[Énoncé 1]
Dans les lignes des données, depuis celle qui contient « player in white » jusqu'à la dernière ligne des données incluse, substituez « maillot » à « jersey » et réécrivez ces lignes sans rien changer d'autre.

[Extrait du document]
"""

Marie Dorigny va à la rencontre de femmes menacées chez elles, contraintes à la fuite et l’exil. Les photographies nous plongent dans cet univers de détresse de femmes croisées dans   la tourmente, échouées aux confins d’une Europe pour le moins hésitante à les accueillir. Pourtant, c’est d’abord la dignité et l’humanité profonde dont sont empreintes ses photos, qui nous touchent et nous les rend si proches. Avec le temps donné au temps, permettant cette proximité et cette disponibilité, nous mesurons les constantes de son travail photographique : une femme à l’écoute des femmes.

Par petites touches, teintées d’une poésie et d’une douceur récurrente à son travail, Claudine Doury nous entraine dans son voyage en Asie Centrale.

Une traversée où le temps sait s’allonger, devenir l’allié de la photographe. Elle approche ces jeunes femmes dans des étendues infinies semblant immuables. Complice, elle reçoit leurs photographies plus qu’elle ne les prend, nous entrainant bien au-delà du quotidien et du présent que documentent les images, porteuses d’une universalité enrichissante.

« Displaced, Femmes en exil » et « Loulan Beauty » deux séries qui s’unissent, se soudent ici pour donner espoir, tenter d’éloigner la barbarie.

Bernard Minier

Commissaire de l’exposition

 

 

Displaced, Femmes en Exil

Au mois de décembre 2015 quand Marie Dorigny s’envole pour Lesbos, quelque chose vient de changer pour les réfugiés qui arrivent depuis l’été par milliers sur les côtes rocheuses des îles grecques : l’Europe a fait un geste. Elle entrouvre sa porte. Le cadavre d’un petit garçon comme endormi pour toujours sur le sable, a semble–t-il troublé sa bonne conscience.

Au Parlement Européen, un rapport s’alarme de la situation des femmes demandeuses d’asile et des difficultés spécifiques qu’elles rencontrent sur la route de l’exil. Elles forment, avec les enfants, la moitié de la population en mouvement. Un reportage photo est alors commandé par le Parlement à Marie Dorigny. Elle les suivra depuis les plages de Lesbos jusqu’aux foyers d’Allemagne. Il y a longtemps, qu’au fil de ses voyages, Marie Dorigny regarde et photographie les femmes, moitié silencieuse qui tisse un filet de sécurité autour du monde. Elles ont toujours charge d’autres vies que la leur.

Regardez-les qui n’ont jamais vu la mer et tremblent sur les canots, qui ajoutent sur leur fichu le brillant d’une couverture de survie, qui supplient le laissez-passer des autorités, qui s’arrondissent dans les allées d’un train, qui marchent dans la nuit le long d’un grillage entre deux points de passage….. Elles ne vont jamais seules. Il y a des enfants au creux de leur ventre, au creux de leur bras, au bout de leur main. Et bientôt, dans la lenteur ou la vitesse, on ne distingue plus vraiment la paysanne des montagnes de l’urbaine des beaux quartiers, la Syrienne, de l’Irakienne, de l’Afghane. Rien ne ressemble plus à celui qui fuit que celui qui fuit. La mère à l’enfant est une image hors du temps.

"""

[Données de l'exercice]
"""

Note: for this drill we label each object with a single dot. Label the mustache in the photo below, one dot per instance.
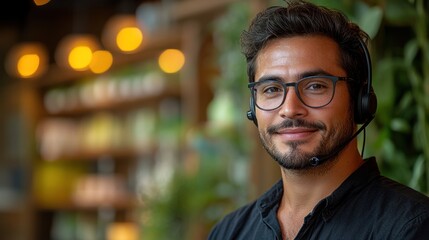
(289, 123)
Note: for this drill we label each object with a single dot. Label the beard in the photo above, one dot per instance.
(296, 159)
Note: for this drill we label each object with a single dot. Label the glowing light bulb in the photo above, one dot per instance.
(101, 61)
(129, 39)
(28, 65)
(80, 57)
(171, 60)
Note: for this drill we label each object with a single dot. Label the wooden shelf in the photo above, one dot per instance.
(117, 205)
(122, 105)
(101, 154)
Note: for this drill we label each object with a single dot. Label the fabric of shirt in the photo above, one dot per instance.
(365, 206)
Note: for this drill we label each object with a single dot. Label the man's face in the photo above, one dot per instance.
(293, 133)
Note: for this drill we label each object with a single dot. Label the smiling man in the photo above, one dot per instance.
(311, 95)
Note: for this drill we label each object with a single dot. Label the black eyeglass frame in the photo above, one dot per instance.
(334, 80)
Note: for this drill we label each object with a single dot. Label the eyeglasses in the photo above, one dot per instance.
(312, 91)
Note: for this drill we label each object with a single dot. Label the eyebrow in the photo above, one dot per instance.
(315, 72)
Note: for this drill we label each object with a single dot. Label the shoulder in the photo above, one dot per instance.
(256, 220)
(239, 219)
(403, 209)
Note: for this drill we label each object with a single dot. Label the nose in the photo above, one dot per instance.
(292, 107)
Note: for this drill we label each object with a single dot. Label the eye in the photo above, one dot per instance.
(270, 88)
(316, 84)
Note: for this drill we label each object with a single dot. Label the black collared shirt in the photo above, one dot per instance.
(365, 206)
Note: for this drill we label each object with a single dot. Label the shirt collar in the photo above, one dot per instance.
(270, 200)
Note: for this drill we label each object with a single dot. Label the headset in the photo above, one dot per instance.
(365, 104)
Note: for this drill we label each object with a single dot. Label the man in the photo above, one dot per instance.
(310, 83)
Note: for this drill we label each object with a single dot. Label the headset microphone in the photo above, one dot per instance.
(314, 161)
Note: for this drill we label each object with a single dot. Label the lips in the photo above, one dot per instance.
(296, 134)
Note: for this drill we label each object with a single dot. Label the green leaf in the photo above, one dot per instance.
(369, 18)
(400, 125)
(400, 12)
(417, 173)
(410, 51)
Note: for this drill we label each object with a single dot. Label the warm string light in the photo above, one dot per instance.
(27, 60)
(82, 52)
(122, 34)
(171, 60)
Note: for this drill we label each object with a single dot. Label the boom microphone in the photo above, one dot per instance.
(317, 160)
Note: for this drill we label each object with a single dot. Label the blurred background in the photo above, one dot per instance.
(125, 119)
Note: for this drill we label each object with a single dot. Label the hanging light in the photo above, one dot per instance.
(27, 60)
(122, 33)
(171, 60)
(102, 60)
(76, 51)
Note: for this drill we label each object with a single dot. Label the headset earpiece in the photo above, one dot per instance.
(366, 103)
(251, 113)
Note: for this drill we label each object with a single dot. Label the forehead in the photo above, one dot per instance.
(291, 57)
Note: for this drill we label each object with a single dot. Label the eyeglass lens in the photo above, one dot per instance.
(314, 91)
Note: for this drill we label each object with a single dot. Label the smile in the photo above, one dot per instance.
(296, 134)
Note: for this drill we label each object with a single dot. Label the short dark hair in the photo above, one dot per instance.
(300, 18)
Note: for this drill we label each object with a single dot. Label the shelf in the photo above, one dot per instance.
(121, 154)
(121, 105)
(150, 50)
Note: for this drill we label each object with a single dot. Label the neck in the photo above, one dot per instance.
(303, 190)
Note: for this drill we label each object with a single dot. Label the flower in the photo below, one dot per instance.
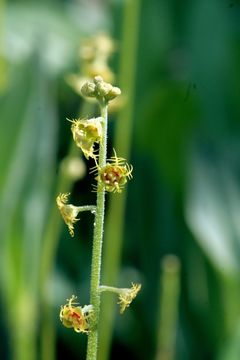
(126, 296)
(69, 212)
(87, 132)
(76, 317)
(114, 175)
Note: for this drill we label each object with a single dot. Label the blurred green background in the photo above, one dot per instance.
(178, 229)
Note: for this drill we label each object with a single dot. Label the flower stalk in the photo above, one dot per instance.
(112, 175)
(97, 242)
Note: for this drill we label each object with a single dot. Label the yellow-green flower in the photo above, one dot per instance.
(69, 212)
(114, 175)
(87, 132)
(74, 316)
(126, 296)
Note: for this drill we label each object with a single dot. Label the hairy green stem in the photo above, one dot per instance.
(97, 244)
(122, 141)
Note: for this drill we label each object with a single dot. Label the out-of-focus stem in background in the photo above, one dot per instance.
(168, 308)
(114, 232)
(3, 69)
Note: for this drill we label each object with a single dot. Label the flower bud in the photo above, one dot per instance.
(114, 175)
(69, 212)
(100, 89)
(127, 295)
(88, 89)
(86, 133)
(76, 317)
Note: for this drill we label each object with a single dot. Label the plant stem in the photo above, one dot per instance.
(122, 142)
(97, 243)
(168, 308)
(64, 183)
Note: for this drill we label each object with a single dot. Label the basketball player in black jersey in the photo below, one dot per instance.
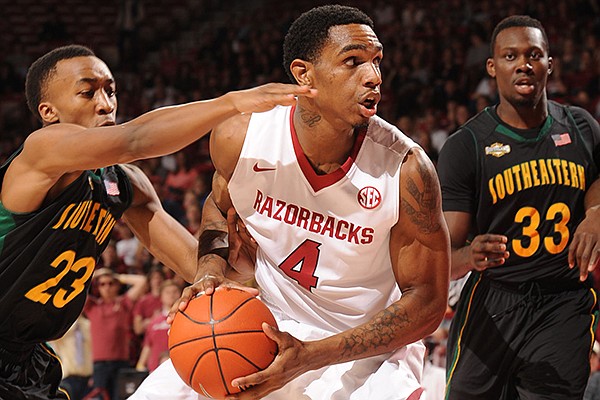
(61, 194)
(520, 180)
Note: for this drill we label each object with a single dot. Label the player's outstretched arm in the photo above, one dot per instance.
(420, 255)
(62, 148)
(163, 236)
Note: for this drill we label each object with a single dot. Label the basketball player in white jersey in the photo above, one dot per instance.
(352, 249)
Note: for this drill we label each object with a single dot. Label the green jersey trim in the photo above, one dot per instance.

"""

[Énoncé 2]
Recopiez à l'identique tout le passage de l'extrait du document qui va de « Bernard Minier » jusqu'à « sa bonne conscience. », ces deux bornes comprises.

[Solution complète 1]
Note: for this drill we label each object with a single dot. Label the basketball player in white maillot in the photo above, one dot per instance.
(352, 249)
Note: for this drill we label each object with a single dot. Label the green maillot trim in the photo above, one dot per instance.

[Solution complète 2]
Bernard Minier

Commissaire de l’exposition

 

 

Displaced, Femmes en Exil

Au mois de décembre 2015 quand Marie Dorigny s’envole pour Lesbos, quelque chose vient de changer pour les réfugiés qui arrivent depuis l’été par milliers sur les côtes rocheuses des îles grecques : l’Europe a fait un geste. Elle entrouvre sa porte. Le cadavre d’un petit garçon comme endormi pour toujours sur le sable, a semble–t-il troublé sa bonne conscience.